▶ _OBJECTIVE_:
Reproduce every line of the listing below verbatim, leaving out the pictures.

▶ _Source listing_:
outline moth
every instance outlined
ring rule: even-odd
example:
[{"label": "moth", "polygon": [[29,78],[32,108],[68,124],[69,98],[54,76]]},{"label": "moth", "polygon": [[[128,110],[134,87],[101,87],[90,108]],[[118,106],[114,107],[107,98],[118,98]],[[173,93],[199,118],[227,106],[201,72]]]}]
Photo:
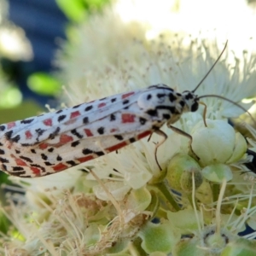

▶ _ANSWER TO THE TASK_:
outline moth
every instance outlined
ring rule: even-odd
example:
[{"label": "moth", "polygon": [[29,78],[32,108],[68,124],[69,98],[54,76]]},{"label": "moth", "polygon": [[[128,110],[134,87],[101,87],[90,108]],[[118,106],[114,107],[107,98],[118,98]],[[173,93],[199,118],[227,106],[201,72]]]}]
Photo:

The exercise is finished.